The verbs in red are in the past tense because they describe completed actions. They happened while something else was taking place, i.e. Aunt Em washing the dishes.

Say for example Aunt Em started washing the dishes at 10 AM. It's safe to assume she spent, say, 20 minutes washing dishes. That's a long action = past continuous.

During those 20 minutes several other short actions took place. Uncle Henry sat on the doorstep, looked at the sky etc. These actions took moments to complete (uncle Henry didn't spend 20 minutes looking at the sky) = past simple.


----------



## Elisa Pessoa

wolfbm1 said:


> That sentence is easy. Longer action and a short action.



Just to check you understand the usage of verbs like "to sit", "to look", etc.... they are action or non-action verbs.


----------



## JustKate

The reason Baum switched to simple past is, I think, because he was referring to a specific and fairly short period - the period in which Uncle Henry sat on the doorstep and looked at the sky, worrying about the weather. He wasn't doing whatever he was accustomed doing while sitting on the doorstep. He was for that specific period of time doing a specific thing. I think that's why the simple past is used. The past continuous is also possible, but I think the simple past is better.

In other words, I think I am pretty much agreeing with Elisa Pessoa.


----------



## Elisa Pessoa

wolfbm1 said:


> What about this:
> "Tom and Emily were riding through the forest. The sun was shining and the birds were singing. They *looked* at the beautiful scenery in front of them."  *This one is right, too!
> 
> *


----------



## Never Ever

wolfbm1 said:


> What about this:
> "Tom and Emily were riding through the forest. The sun was shining and the birds were singing. They looked at the beautiful scenery in front of them."


Were riding - sun shining - were singing = these verbs are used in the past continuous because they are setting the scene.
Looked implies a temporary action. I'd expect to read that they stopped and looked at the scenery and then something else happened (i.e. the rest of the story).


----------



## Elisa Pessoa

JustKate said:


> The reason Baum switched to simple past is, I think, because he was referring to a specific and fairly short period - the period in which Uncle Henry sat on the doorstep and looked at the sky, worrying about the weather. He wasn't doing whatever he was accustomed doing while sitting on the doorstep. He was for that specific period of time doing a specific thing. I think that's why the simple past is used. The past continuous is also possible, but I think the simple past is better.
> 
> In other words, I think I am pretty much agreeing with Elisa Pessoa.




Believe me, I'm (re)learning with this, too. 
This brainstorming is pretty cool!


----------



## wolfbm1

JustKate said:


> The reason Baum switched to simple past is, I think, because he was referring to a specific and fairly short period - the period in which Uncle Henry sat on the doorstep and looked at the sky, worrying about the weather. He wasn't doing whatever he was accustomed doing while sitting on the doorstep. He was for that specific period of time doing a specific thing. I think that's why the simple past is used. The past continuous is also possible, but I think the simple past is better.
> 
> In other words, I think I am pretty much agreeing with Elisa Pessoa.



 I wonder if we could replace "looked anxiously at the sky" with "had an anxious look at the sky"? Both actions are relatively short, aren't they?


----------



## Never Ever

Replacing looked at with had an anxious look at doesn't change the tense. Both times you're using the past simple.


----------



## wolfbm1

Never Ever said:


> Were riding - sun shining - were singing = these verbs are used in the past continuous because they are setting the scene.

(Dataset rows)
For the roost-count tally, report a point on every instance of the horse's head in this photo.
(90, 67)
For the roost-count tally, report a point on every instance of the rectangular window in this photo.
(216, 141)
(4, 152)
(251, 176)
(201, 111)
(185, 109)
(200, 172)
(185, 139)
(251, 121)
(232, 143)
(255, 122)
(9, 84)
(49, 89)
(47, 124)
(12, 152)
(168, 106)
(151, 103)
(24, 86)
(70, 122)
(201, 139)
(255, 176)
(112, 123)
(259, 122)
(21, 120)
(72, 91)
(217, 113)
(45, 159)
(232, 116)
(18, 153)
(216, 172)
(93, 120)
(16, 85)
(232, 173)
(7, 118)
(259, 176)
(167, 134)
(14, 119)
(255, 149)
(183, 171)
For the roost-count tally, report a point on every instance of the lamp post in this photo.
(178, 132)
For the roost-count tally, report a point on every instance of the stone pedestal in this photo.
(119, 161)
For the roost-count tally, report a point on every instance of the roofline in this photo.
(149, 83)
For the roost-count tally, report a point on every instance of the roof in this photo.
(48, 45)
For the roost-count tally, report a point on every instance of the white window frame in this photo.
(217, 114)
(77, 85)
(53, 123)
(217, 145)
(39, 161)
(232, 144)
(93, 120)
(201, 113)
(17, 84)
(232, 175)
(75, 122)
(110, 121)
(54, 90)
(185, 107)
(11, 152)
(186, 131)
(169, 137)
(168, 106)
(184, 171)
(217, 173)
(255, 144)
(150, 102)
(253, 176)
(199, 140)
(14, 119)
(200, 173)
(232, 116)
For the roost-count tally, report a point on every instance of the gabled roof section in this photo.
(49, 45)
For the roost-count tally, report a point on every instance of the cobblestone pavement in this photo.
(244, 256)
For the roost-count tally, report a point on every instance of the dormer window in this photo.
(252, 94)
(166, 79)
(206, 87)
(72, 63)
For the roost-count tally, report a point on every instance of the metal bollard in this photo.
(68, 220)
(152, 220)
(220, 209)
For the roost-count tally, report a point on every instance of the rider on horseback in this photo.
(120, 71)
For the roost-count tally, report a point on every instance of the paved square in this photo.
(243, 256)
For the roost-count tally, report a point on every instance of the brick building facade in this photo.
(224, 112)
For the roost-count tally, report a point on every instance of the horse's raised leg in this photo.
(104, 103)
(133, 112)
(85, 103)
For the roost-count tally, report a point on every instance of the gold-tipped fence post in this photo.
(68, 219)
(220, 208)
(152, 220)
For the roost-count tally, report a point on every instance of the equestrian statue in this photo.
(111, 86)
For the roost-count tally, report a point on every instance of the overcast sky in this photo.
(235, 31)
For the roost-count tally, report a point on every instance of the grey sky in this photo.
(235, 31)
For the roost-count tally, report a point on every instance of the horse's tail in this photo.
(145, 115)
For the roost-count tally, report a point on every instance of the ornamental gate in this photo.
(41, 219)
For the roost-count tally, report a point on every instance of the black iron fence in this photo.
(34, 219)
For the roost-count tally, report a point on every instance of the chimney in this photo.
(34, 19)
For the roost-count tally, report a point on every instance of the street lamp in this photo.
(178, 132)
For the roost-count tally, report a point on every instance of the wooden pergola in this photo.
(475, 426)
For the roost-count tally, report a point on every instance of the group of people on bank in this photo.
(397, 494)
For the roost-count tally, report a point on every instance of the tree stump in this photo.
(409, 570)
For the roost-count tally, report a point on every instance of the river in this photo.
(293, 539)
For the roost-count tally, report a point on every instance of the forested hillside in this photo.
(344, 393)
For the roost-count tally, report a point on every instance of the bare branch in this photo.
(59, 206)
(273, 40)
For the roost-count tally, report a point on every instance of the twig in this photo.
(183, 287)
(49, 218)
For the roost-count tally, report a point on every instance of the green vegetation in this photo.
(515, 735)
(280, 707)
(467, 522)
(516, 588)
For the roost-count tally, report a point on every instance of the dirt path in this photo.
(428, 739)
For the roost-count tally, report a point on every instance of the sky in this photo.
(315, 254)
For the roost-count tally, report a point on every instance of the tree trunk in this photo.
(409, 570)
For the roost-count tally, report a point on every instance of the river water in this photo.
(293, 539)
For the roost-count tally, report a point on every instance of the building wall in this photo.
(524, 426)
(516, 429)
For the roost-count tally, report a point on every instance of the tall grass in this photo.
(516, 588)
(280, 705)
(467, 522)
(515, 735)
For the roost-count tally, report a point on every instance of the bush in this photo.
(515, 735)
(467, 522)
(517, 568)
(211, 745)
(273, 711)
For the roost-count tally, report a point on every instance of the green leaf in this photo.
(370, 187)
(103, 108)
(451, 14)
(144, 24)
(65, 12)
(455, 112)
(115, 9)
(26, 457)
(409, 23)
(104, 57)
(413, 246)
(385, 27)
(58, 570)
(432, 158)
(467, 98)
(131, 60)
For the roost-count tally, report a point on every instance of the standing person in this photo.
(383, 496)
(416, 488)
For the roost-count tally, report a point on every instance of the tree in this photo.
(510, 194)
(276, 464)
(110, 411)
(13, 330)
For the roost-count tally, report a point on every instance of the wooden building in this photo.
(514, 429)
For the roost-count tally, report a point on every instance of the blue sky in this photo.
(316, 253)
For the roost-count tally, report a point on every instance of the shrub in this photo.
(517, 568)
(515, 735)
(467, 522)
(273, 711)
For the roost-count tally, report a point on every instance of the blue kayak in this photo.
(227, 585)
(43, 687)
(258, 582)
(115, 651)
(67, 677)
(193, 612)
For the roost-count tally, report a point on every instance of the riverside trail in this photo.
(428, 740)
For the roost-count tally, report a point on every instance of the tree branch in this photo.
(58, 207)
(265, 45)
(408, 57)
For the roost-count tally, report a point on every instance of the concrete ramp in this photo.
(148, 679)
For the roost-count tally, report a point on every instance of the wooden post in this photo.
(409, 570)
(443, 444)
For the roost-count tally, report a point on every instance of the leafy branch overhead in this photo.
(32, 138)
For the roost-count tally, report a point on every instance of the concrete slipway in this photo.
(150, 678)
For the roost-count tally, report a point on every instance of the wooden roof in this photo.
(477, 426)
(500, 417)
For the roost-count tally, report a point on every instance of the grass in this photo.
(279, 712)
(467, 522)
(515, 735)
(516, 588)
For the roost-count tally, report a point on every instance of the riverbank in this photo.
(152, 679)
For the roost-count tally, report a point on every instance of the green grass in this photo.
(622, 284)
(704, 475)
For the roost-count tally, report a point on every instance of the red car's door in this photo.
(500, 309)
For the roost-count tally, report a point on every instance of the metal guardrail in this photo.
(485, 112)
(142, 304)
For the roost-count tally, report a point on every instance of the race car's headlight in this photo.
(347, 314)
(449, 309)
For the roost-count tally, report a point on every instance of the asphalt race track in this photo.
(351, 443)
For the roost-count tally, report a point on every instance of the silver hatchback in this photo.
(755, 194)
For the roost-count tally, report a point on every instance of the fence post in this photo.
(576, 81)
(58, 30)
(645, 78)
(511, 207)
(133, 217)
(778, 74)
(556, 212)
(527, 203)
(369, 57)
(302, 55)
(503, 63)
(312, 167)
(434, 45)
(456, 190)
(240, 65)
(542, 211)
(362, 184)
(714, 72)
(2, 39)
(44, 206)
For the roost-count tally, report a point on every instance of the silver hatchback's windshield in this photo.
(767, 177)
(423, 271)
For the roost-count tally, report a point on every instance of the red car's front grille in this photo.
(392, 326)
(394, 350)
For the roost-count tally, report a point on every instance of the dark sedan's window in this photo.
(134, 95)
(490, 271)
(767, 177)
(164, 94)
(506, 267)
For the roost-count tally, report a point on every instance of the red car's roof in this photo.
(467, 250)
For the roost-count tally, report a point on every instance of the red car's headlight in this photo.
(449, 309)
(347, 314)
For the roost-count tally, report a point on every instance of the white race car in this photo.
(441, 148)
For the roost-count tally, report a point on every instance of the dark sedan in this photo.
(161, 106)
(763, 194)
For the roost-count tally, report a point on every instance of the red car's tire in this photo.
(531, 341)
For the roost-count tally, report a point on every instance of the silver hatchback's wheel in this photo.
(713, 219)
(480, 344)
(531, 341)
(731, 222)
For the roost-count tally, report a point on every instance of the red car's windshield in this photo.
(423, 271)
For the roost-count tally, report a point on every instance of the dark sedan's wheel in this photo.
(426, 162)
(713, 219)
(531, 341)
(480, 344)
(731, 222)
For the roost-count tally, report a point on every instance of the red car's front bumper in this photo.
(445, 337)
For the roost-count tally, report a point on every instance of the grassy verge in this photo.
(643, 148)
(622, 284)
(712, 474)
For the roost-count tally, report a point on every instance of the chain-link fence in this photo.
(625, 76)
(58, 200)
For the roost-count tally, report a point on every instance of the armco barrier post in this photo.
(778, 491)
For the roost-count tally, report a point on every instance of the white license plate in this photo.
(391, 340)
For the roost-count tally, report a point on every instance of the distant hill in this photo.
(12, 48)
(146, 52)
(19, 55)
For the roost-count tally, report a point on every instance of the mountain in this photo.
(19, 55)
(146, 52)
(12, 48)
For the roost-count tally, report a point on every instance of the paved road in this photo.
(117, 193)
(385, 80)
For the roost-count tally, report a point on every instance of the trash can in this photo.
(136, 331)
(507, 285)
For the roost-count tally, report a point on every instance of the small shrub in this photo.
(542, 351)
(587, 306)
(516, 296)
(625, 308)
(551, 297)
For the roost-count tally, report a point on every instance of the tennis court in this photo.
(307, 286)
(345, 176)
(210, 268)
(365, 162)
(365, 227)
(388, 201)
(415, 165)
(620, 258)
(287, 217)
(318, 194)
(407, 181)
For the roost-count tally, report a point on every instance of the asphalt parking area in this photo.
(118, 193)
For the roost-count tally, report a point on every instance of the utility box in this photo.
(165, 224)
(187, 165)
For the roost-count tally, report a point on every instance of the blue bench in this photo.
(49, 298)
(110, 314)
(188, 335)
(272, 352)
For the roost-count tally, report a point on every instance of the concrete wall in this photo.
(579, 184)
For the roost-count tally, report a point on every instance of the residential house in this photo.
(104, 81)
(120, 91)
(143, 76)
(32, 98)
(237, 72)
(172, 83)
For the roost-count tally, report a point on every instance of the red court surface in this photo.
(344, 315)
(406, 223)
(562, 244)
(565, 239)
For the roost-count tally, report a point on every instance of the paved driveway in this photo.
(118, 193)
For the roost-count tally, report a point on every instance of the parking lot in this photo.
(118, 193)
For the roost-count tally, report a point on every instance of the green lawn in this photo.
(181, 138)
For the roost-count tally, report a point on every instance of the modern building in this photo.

▸ Work to complete:
**1.** Answer these questions on the forum thread about past tenses.
(a) At what time does the example say Aunt Em started washing the dishes?
(b) According to Never Ever, why are "were riding" and "were singing" in the past continuous?
(c) What phrase does wolfbm1 suggest in place of "looked anxiously at the sky"?
**2.** Pick out every line of the records that contains the word "parking".

▸ Replies:
**1.**
(a) At 10 AM.
(b) Because they are setting the scene.
(c) "had an anxious look at the sky"

**2.**
For the roost-count tally, report a point on every instance of the asphalt parking area in this photo.
For the roost-count tally, report a point on every instance of the parking lot in this photo.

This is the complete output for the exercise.